▶ **Problem details**: Set down exactly the entries below, beginning at their first line and ending at the line with "Where can you see the balcony?".

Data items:

══════════════════════════════

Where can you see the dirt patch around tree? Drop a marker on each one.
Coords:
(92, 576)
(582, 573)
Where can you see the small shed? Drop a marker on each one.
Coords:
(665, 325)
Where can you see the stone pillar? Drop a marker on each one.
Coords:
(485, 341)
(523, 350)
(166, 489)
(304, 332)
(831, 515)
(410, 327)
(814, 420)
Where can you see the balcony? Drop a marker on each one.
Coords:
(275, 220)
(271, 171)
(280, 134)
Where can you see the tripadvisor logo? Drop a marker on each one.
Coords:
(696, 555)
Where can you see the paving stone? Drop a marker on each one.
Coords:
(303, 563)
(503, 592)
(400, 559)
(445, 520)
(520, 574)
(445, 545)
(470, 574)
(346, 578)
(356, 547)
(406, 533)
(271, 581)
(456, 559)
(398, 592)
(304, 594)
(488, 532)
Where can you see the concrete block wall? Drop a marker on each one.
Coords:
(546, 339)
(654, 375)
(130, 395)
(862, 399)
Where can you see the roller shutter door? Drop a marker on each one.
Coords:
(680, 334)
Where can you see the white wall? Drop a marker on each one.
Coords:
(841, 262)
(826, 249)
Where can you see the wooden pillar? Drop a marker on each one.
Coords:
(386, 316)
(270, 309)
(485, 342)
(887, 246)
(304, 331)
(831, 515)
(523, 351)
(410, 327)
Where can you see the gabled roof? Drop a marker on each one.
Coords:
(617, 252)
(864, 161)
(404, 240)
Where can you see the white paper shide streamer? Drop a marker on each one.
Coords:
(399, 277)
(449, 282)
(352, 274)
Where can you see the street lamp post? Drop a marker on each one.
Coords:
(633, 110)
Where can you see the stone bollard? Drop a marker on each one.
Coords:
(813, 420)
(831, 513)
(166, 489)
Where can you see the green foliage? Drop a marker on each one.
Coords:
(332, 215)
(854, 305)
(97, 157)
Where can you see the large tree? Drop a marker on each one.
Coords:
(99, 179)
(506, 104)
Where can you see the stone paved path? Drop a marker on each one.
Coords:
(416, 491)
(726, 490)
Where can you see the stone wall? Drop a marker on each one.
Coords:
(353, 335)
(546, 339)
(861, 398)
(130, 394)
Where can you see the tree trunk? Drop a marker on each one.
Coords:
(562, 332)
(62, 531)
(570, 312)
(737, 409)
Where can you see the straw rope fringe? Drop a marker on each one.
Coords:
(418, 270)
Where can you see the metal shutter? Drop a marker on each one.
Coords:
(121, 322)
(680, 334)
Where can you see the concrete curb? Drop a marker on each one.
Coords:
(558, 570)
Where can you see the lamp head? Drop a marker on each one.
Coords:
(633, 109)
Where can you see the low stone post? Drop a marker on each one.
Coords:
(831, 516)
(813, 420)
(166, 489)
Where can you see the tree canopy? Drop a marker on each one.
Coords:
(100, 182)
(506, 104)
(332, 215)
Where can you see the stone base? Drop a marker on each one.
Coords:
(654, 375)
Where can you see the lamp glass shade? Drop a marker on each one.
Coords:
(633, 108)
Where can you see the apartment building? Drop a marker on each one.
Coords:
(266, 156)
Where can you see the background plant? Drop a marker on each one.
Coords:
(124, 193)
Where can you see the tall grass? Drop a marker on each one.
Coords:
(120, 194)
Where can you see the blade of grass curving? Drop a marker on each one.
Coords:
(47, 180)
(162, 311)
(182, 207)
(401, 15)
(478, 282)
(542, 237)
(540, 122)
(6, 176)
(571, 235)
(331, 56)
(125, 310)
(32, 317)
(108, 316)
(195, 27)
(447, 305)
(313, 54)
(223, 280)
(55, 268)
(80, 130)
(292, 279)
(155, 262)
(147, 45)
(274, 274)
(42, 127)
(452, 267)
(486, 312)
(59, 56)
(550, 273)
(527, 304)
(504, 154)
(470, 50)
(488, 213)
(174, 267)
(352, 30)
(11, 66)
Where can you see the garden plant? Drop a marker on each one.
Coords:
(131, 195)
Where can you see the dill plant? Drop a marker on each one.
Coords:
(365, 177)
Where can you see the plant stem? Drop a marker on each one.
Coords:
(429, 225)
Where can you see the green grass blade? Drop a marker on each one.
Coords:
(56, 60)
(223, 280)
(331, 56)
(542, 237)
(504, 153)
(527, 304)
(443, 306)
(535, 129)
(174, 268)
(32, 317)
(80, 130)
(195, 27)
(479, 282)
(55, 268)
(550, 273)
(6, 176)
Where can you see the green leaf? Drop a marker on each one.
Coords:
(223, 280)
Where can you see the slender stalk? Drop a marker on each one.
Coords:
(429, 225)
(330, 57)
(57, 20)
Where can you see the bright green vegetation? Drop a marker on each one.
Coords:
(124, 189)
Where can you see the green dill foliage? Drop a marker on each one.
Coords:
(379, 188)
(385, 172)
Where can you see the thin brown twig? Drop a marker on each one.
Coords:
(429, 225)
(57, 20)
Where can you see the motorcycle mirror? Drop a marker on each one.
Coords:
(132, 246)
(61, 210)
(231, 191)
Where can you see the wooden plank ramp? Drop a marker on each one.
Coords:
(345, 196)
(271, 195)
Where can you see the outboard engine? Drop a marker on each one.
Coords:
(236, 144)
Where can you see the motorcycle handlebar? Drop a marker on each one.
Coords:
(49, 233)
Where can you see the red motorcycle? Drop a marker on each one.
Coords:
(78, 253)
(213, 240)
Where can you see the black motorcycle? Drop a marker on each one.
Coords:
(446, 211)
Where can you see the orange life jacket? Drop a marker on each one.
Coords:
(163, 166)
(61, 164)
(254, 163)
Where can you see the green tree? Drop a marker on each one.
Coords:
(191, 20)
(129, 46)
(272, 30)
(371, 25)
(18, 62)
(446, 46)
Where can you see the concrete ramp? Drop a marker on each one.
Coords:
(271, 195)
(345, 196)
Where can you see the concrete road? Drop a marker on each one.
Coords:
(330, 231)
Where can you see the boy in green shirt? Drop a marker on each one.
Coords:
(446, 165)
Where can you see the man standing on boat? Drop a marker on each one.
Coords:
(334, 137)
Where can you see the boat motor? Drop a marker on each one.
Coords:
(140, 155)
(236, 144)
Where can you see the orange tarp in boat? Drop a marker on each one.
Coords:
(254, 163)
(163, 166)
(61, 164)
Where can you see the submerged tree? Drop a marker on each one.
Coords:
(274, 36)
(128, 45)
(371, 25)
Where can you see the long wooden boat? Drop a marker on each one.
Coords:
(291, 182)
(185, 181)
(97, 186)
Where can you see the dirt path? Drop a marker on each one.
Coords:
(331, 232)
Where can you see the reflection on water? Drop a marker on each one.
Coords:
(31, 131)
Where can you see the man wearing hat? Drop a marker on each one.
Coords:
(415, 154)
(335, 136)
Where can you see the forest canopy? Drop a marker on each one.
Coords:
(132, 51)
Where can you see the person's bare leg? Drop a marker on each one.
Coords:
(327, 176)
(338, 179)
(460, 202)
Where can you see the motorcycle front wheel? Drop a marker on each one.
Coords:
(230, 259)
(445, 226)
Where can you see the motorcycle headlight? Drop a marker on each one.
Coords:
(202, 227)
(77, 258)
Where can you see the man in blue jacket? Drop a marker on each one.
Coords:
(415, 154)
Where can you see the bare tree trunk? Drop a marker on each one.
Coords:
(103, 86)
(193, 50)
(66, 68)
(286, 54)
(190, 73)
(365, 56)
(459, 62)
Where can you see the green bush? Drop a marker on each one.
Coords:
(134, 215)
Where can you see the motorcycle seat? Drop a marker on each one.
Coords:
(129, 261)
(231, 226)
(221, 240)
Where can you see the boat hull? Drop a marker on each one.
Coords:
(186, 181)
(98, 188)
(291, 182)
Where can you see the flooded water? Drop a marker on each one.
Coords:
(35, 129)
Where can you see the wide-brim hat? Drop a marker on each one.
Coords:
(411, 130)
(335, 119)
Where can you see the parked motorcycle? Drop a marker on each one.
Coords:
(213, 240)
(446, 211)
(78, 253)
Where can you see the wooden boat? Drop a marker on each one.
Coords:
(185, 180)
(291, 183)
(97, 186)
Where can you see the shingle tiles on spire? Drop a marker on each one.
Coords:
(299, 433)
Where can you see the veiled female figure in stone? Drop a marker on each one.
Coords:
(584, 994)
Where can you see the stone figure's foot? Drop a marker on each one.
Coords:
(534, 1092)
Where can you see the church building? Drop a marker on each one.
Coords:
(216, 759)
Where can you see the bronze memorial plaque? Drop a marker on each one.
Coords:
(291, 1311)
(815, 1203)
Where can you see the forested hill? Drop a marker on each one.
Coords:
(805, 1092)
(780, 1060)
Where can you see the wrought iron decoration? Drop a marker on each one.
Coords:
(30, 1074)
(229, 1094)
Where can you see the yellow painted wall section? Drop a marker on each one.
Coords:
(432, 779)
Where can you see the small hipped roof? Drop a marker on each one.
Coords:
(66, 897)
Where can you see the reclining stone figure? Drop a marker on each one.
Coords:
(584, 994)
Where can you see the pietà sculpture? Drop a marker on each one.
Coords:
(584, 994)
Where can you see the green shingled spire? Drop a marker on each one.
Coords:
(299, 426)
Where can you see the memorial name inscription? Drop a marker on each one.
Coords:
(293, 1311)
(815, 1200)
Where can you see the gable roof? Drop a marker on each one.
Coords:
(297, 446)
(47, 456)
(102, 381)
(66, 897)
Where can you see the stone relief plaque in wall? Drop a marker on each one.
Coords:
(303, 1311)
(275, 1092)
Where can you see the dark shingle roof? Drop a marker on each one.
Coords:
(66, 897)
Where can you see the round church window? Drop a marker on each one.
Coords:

══════════════════════════════

▶ **Solution**:
Where can you see the dirt patch around tree? Drop a marker on each one.
Coords:
(92, 576)
(582, 573)
Where can you see the small shed? Drop a marker on each one.
Coords:
(665, 325)
Where can you see the stone pillar? Drop a marker on each one.
Coords:
(485, 341)
(523, 350)
(166, 489)
(304, 332)
(831, 515)
(410, 327)
(814, 420)
Where can you see the balcony? Drop a marker on each one.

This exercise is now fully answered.